= INSTRUCTIONS FOR THE TASK =
Return each line in the rows below that contains the string "racket", treating uppercase and lowercase as different.

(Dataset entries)

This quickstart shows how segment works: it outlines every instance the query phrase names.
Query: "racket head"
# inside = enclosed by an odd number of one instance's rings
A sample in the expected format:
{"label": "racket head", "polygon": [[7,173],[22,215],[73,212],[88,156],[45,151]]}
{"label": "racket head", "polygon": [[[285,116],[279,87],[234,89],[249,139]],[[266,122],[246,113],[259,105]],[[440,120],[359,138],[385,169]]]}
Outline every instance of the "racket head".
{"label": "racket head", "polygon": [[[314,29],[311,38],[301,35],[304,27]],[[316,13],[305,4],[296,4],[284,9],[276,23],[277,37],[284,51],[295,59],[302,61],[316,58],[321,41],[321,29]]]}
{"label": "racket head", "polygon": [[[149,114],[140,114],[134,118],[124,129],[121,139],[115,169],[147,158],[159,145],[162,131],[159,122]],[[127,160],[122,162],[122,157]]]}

==

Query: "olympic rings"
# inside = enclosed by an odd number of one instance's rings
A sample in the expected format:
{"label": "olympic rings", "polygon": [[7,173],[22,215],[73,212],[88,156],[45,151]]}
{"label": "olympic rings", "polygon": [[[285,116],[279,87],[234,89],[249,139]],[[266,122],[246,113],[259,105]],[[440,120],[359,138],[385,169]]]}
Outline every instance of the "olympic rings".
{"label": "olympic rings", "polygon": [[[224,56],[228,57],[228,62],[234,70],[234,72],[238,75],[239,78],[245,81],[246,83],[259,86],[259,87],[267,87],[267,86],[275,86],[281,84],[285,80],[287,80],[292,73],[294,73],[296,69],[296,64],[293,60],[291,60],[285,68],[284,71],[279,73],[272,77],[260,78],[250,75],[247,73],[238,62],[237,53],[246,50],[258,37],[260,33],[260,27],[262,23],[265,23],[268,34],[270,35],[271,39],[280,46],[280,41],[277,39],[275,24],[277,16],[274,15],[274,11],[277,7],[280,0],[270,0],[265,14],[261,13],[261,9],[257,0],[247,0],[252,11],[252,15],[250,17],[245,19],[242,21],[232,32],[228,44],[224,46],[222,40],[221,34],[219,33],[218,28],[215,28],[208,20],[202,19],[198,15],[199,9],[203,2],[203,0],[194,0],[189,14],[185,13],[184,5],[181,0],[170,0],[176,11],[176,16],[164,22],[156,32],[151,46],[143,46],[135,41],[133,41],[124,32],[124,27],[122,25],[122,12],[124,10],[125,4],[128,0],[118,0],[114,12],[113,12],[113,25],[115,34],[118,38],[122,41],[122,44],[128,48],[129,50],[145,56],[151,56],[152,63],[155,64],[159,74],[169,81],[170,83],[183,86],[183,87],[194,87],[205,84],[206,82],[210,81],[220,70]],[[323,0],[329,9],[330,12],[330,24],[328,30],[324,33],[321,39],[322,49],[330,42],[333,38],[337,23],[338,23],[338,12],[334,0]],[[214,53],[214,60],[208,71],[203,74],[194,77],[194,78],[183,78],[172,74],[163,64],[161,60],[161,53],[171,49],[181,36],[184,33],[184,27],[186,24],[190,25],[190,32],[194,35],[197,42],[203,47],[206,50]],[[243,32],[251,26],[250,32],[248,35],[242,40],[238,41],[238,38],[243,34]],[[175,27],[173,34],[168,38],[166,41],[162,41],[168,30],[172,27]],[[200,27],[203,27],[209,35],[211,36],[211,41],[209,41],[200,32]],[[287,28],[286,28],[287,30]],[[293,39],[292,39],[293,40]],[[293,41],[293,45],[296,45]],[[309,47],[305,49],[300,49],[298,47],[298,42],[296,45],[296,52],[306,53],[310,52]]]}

= SOLVED EXERCISE =
Query: "racket head"
{"label": "racket head", "polygon": [[7,173],[22,215],[73,212],[88,156],[45,151]]}
{"label": "racket head", "polygon": [[[285,116],[279,87],[234,89],[249,139]],[[266,122],[246,113],[259,105]],[[440,120],[359,138],[385,169]]]}
Outline every instance of the "racket head".
{"label": "racket head", "polygon": [[[314,29],[311,38],[301,35],[304,27]],[[316,13],[305,4],[296,4],[284,9],[276,23],[277,37],[284,51],[295,59],[302,61],[316,58],[321,41],[321,29]]]}
{"label": "racket head", "polygon": [[[149,114],[140,114],[134,118],[124,129],[121,139],[115,169],[147,158],[159,145],[162,131],[159,122]],[[127,160],[122,162],[122,157]]]}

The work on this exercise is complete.